▼
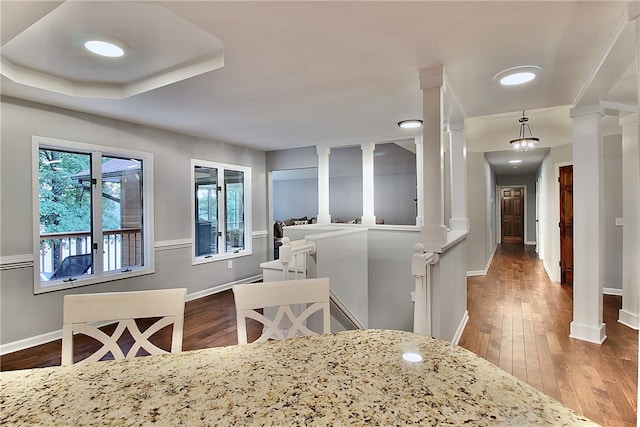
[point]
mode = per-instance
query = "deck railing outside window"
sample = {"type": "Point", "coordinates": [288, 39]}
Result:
{"type": "Point", "coordinates": [121, 248]}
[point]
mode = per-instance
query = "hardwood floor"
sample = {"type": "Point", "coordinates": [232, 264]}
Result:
{"type": "Point", "coordinates": [518, 320]}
▲
**What to produce:** The reply should hold every line of the records unchanged and no pictures.

**Answer area:**
[point]
mode = per-instance
query = "deck railing outside window"
sample = {"type": "Point", "coordinates": [288, 39]}
Result:
{"type": "Point", "coordinates": [121, 248]}
[point]
mode = per-instance
query = "hardwood floor"
sample = {"type": "Point", "coordinates": [232, 264]}
Result:
{"type": "Point", "coordinates": [518, 320]}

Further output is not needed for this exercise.